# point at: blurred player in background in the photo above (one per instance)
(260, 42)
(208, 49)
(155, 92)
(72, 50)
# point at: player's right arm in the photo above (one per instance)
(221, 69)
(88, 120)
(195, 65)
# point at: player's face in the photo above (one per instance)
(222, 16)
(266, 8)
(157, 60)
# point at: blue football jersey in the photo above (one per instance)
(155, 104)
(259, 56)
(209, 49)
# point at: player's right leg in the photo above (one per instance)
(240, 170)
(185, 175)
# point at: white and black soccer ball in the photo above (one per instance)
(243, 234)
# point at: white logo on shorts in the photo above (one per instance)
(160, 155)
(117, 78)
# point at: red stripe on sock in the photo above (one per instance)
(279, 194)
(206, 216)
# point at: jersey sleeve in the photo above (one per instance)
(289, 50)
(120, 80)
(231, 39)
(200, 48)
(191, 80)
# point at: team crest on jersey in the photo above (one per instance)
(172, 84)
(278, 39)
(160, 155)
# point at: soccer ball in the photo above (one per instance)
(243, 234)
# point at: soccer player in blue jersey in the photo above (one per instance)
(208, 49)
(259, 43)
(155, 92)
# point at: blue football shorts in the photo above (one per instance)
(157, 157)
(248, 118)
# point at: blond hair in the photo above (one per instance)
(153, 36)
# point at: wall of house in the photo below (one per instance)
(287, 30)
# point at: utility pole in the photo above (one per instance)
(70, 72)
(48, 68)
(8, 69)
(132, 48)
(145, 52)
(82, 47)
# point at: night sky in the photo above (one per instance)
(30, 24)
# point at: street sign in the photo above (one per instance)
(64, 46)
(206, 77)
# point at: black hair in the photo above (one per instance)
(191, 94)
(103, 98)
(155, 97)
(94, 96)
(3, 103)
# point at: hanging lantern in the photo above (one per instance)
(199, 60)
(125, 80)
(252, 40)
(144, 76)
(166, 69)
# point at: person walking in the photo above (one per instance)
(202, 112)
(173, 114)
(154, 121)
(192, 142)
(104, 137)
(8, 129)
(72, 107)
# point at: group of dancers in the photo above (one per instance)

_ _ _ _ _

(Problem description): With no word added or dropped, repeat the entire listing.

(Exercise response):
# point at: blurred player in background in the photo above (one per instance)
(260, 42)
(208, 49)
(155, 92)
(72, 50)
# point at: player's right arm in the photo above (one per instance)
(221, 69)
(88, 120)
(195, 65)
# point at: player's face in the photo above (one per instance)
(222, 16)
(266, 8)
(157, 60)
# point at: blue football jersey in the photo above (one per instance)
(155, 104)
(259, 56)
(209, 49)
# point at: player's right leg in the photo above (one per instance)
(240, 170)
(185, 175)
# point at: white and black soccer ball in the photo above (one per instance)
(243, 234)
# point at: white logo on shorts in the photo above (one per instance)
(160, 155)
(117, 78)
# point at: red stripe on sock in the photo above (one per instance)
(279, 194)
(206, 216)
# point at: jersey sleeve in the photo above (one per instance)
(289, 50)
(120, 80)
(231, 39)
(200, 48)
(191, 80)
# point at: team crest on jersey in the photo above (one per instance)
(172, 84)
(278, 39)
(160, 155)
# point at: soccer ball in the photo above (one per instance)
(243, 234)
# point at: soccer player in blue jersey in the photo above (one per instance)
(208, 49)
(259, 43)
(155, 92)
# point at: blue football shorts in the photo above (one per instance)
(157, 157)
(248, 118)
# point at: blond hair in the photo above (one per instance)
(153, 36)
# point at: wall of house in the photo below (one per instance)
(287, 30)
# point at: utility pole in the photo above (one per instance)
(70, 72)
(48, 68)
(8, 69)
(132, 48)
(145, 52)
(82, 47)
# point at: night sky in the photo above (one per instance)
(30, 24)
# point at: street sign in the photo above (one per instance)
(64, 46)
(206, 77)
# point at: black hair in the photo above (one per instance)
(191, 94)
(103, 98)
(155, 97)
(94, 96)
(3, 103)
# point at: hanging lantern in the photo above (one per instance)
(199, 60)
(125, 80)
(252, 40)
(144, 76)
(166, 69)
# point at: person walking in the photo above (one per instance)
(202, 112)
(173, 114)
(154, 121)
(192, 142)
(104, 137)
(8, 129)
(72, 107)
# point at: group of dancers in the photo above (one per instance)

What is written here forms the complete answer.